Every time I walk past the library’s new circulating board game collection, I remember all the spinners, dice, and busted game box corners in the basements of my childhood. We played the classics—Chinese Checkers, Connect 4, Risk—but also games that date me, based on TV shows I loved as a '70’s kid, like CHiPs and The Muppet Show. I want to play them all again.
I love that we’re circulating board games now. Like so many parents these days, I find myself in a protracted cold war against screens, and the magic of board games has been a surprisingly effective weapon against digital zombification. Whatever it is my kids get out of a good Minecraft build or a new episode of Peppa Pig, it doesn't compare with what they learn interacting around a common activity like a board game. There are no graphics here; you may get a cheesy picture on the box cover for inspiration, but it takes imagination to conjure a shared vision of what’s occurring on the board, and unlike in most video games, the rules won’t enforce themselves. Players must find a way to make the game work, or else chuck the rules entirely and play in new ways. When I think back, at least half the time we used game pieces in open ended flights of fancy having little to do with official instructions.
========================
Please pick up the piece about board games after its last sentence and continue it. The records have no role here.

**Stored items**
========================
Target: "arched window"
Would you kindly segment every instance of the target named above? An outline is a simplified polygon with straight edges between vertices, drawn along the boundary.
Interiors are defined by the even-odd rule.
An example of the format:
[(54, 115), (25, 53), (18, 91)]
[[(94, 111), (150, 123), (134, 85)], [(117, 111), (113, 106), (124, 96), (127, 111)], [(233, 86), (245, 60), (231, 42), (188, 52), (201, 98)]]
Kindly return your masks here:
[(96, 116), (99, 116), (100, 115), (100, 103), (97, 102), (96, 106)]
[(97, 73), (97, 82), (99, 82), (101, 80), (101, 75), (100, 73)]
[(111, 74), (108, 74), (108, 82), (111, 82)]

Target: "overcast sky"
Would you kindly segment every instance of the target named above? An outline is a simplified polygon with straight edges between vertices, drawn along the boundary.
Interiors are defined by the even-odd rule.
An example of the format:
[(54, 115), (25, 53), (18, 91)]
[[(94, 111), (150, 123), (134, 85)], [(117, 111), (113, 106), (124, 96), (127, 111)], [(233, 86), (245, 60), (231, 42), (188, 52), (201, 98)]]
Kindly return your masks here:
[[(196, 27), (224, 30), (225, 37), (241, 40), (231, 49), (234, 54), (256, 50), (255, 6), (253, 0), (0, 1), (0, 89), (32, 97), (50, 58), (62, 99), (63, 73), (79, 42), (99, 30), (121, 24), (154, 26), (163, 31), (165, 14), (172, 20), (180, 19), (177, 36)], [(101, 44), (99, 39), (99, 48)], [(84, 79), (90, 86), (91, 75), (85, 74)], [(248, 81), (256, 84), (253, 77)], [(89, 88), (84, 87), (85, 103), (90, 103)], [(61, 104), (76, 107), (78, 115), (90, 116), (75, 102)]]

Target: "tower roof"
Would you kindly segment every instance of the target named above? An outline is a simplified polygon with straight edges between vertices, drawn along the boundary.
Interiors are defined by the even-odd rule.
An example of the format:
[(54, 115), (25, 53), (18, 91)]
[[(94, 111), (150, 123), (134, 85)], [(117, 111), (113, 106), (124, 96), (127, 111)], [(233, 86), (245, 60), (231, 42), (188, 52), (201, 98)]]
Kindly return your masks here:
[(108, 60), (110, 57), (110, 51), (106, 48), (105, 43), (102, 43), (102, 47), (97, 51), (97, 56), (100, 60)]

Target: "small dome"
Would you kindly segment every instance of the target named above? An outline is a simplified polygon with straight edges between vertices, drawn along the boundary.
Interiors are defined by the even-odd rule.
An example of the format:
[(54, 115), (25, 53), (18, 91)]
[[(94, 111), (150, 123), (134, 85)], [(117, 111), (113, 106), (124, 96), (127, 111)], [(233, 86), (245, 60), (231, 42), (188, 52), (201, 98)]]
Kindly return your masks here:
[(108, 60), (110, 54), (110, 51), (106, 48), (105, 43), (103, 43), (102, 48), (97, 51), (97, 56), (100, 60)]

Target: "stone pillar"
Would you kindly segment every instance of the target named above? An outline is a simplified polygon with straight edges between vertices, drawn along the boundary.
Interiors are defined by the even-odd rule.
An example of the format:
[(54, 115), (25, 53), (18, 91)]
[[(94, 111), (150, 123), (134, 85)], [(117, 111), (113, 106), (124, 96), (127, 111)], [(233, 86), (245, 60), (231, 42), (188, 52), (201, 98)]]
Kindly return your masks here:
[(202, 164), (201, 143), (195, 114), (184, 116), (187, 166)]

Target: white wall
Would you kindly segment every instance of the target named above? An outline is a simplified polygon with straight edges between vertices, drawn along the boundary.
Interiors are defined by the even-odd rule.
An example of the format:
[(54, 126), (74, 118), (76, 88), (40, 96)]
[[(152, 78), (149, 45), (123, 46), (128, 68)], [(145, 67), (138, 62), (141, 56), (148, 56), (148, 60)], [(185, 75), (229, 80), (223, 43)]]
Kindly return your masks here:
========================
**ANSWER SECTION**
I saw my own kids do this a few weeks ago during a short visit to check out the rec center near their grandma’s new house, which turned into an hour-long project of building (then destroying) a city made out of the combined pieces of a Monopoly and Mexican train domino set, complete with buildings, roads, bridges, and, of course, housing and hotel developments of green and red plastic.
Cardinal Mexican Train Domino Game
The Monopoly set was so old it still contained something called “The Parker Games Shopping Guide,” a catalog of board games available in stores circa 1974. A sociologist could write a dissertation unpacking this 7-page brochure, but it’s more fun just to laugh, wince, and covet.
How about a game of Careers, in which players choose from 8 different “modern occupations,” like Farming, Politics, Uranium Prospector, or Going to Sea? Or we could play Billionaire (“First to own a billion-dollar empire wins. Takes under an hour.”). My daughter isn’t going anywhere near the Miss America Pageant Game, a “glamorous new game for girls,” and I have to concede that my smart phone makes Pro Draft's lamer version of the first hour of a fantasy football season look ridiculous.
But then there’s Gnip Gnop, which reminds me how sadly few games anymore require players to “whack keys simultaneously.” And Sea Diver: “Squeeze sides of water-filled plastic tank to retrieve sunken treasures with grappling claw.” My kids need to play this as soon as possible. I do, too. Same for Charlie Brown’s All-Stars Baseball Game, Qubic, and Masterpiece.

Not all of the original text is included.